** WHAT YOU WILL DO **
Could you write out every entry exactly as it stands?

= = = = =

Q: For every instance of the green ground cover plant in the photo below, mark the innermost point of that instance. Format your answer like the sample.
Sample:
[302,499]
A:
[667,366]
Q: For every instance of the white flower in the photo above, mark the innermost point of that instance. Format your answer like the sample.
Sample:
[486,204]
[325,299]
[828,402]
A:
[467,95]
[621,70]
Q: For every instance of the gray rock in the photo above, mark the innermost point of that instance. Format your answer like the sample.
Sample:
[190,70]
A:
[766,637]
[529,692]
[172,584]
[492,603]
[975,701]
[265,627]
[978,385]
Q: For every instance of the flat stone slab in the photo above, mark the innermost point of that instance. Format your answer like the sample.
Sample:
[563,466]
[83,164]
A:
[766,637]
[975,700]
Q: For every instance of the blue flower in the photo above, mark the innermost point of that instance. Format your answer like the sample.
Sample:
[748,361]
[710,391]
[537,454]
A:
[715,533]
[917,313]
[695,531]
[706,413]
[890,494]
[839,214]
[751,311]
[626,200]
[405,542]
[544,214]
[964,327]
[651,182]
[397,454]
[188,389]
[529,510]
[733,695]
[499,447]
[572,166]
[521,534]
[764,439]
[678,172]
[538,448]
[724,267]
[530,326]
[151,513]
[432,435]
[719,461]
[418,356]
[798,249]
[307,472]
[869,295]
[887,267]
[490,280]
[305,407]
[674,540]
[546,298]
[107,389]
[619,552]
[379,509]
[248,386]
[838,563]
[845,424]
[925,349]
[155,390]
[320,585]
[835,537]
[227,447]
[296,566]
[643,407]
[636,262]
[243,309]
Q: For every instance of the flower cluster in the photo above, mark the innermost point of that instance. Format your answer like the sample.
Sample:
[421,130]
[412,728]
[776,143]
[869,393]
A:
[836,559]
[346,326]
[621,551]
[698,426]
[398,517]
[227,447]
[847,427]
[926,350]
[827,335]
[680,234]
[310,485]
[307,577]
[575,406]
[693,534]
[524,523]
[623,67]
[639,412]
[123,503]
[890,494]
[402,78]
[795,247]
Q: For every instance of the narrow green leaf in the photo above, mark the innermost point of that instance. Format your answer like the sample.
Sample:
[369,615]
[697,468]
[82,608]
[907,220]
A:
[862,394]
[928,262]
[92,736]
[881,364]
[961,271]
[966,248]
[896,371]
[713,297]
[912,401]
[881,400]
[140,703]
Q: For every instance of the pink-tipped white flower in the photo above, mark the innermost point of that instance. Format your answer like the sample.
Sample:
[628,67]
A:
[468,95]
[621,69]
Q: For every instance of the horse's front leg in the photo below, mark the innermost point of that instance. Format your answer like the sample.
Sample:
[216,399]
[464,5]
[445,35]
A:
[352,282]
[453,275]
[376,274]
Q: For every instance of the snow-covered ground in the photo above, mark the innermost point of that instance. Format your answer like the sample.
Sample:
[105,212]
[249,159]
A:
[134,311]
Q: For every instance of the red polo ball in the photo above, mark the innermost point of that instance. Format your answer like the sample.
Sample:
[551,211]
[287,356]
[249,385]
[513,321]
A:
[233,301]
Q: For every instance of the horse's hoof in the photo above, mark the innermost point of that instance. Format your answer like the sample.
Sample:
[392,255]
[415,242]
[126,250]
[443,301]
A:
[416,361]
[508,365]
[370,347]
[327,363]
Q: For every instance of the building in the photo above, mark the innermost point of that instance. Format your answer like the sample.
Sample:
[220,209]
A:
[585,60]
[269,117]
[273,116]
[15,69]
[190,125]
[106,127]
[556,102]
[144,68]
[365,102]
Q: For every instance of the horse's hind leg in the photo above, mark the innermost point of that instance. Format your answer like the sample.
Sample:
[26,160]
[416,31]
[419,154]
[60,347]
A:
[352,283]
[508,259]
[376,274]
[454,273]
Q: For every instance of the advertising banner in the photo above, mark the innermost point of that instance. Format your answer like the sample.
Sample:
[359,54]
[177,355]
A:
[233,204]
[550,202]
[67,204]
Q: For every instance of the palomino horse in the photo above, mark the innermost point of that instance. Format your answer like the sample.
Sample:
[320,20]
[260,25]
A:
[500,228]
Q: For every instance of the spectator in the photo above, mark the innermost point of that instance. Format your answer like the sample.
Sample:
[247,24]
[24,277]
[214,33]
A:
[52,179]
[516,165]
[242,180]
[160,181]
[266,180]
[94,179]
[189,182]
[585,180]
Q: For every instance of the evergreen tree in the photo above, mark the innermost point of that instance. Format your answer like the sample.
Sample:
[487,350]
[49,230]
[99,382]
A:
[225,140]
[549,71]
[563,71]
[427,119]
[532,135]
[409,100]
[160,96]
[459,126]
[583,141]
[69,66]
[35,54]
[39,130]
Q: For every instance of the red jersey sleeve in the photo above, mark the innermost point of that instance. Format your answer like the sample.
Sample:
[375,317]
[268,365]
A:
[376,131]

= = = = =

** ANSWER TO THIS TASK **
Q: For every instance of the green ground cover plant in the photo below, mark the innermost point of that instance. Format your answer like the sample.
Sample:
[302,499]
A:
[667,366]
Q: For every instance of the white flower in the photo above, mark the innermost point of that instance. Format your answer like the sample.
Sample:
[486,204]
[325,299]
[828,402]
A:
[467,95]
[621,70]
Q: For every instance of the gray rock in the photo above, mark the innermost point of that instance. Format your answer like the sample.
Sample:
[190,70]
A:
[766,637]
[529,692]
[172,584]
[492,603]
[975,701]
[265,627]
[978,385]
Q: For every instance of the flat stone slab in the photo above, mark the innermost point of that instance. Format your answer like the sample.
Sample:
[563,466]
[83,164]
A:
[766,637]
[975,700]
Q: For every instance of the blue flower in the photo above, mark the innermost point of that instance. Format your answer like the sample.
Sample:
[748,361]
[710,391]
[537,454]
A:
[715,533]
[917,313]
[695,531]
[706,413]
[890,494]
[839,214]
[751,311]
[626,200]
[405,542]
[544,214]
[964,327]
[651,182]
[397,454]
[188,389]
[529,510]
[733,695]
[499,447]
[572,166]
[521,534]
[764,439]
[678,172]
[538,448]
[724,267]
[530,326]
[151,513]
[432,435]
[719,461]
[418,356]
[798,249]
[307,472]
[869,295]
[887,267]
[490,280]
[305,407]
[674,540]
[546,298]
[107,389]
[619,552]
[379,509]
[248,386]
[838,563]
[845,424]
[925,349]
[155,390]
[320,585]
[835,537]
[227,447]
[296,566]
[643,407]
[636,262]
[243,309]
Q: For every instance of the flower cluster in the photo above, mark the innermost point of that instance. Format your answer like the sample.
Sample:
[421,130]
[412,728]
[776,143]
[869,393]
A:
[836,559]
[346,326]
[621,551]
[698,426]
[398,517]
[227,447]
[847,427]
[926,350]
[827,335]
[680,234]
[310,485]
[307,577]
[575,406]
[693,534]
[524,523]
[623,67]
[639,412]
[123,503]
[890,494]
[402,78]
[795,247]
Q: For every instance of the narrow green leaf in the photo above, mark the innermost point of that instance. Format your answer like the sample.
Sample:
[369,615]
[697,468]
[82,608]
[907,220]
A:
[862,394]
[928,262]
[92,736]
[881,364]
[961,271]
[966,248]
[896,371]
[713,297]
[912,401]
[881,400]
[140,703]
Q: For every instance of the pink-tipped white flower in the photo above, mark the innermost point of that instance. Format your answer like the sample.
Sample:
[628,67]
A:
[468,95]
[621,69]
Q: For every instance of the horse's front leg in the photo below, mark the innermost point of that instance. Format your answer like the sample.
Sample:
[216,399]
[464,5]
[445,35]
A:
[352,282]
[453,275]
[376,274]
Q: For every instance of the snow-covered ground in the photo above, mark the innermost point of that instance. Format your answer like the sample.
Sample:
[105,212]
[249,159]
A:
[134,311]
Q: For every instance of the red polo ball in the photo above, mark the innermost point of that instance. Format your answer like the sample.
Sample:
[551,211]
[287,356]
[249,385]
[513,321]
A:
[233,301]
Q: For every instance of the horse's hoof in the photo above, mark the innermost point of that instance. Format your answer like the sample.
Sample:
[392,255]
[415,242]
[126,250]
[443,301]
A:
[416,361]
[508,365]
[370,347]
[327,363]
Q: For every instance of the building in the photo above, mark the innermost point of that instance. Format your answer like the sample.
Sample:
[220,209]
A:
[585,60]
[269,117]
[273,116]
[15,69]
[190,125]
[106,127]
[556,102]
[144,68]
[365,102]
Q: For every instance of the horse's hind leg in the photo above, mark the innermost point of that instance. Format your answer like the sample.
Sample:
[26,160]
[416,31]
[419,154]
[60,347]
A:
[352,283]
[508,259]
[376,274]
[454,273]
Q: For every instance of the advertising banner in the photo above, mark the innermost point of that instance. Format your answer like the sample.
Sample:
[359,54]
[177,355]
A:
[233,204]
[550,202]
[67,204]
Q: For every instance of the palomino horse in the photo above, mark the innermost point of that instance. Format your answer like the sample.
Sample:
[320,20]
[260,25]
A:
[500,228]
Q: For every instance of the spectator in the photo above, mark the innermost point of that instance. Format your answer like the sample.
Sample:
[247,24]
[24,277]
[214,33]
A:
[52,179]
[516,165]
[242,180]
[160,181]
[266,180]
[94,179]
[189,182]
[585,180]
Q: For every instance of the evergreen tree in the photo above, mark the innermost point of that instance. Format your answer like the sample.
Sample:
[487,350]
[49,230]
[99,382]
A:
[225,140]
[549,71]
[563,71]
[427,119]
[532,135]
[409,100]
[160,96]
[459,126]
[583,141]
[69,66]
[35,54]
[39,130]
Q: For every instance of the red jersey sleeve in the photo above, mark the innermost point of that instance. Format your answer like the sample.
Sample:
[375,317]
[268,365]
A:
[376,131]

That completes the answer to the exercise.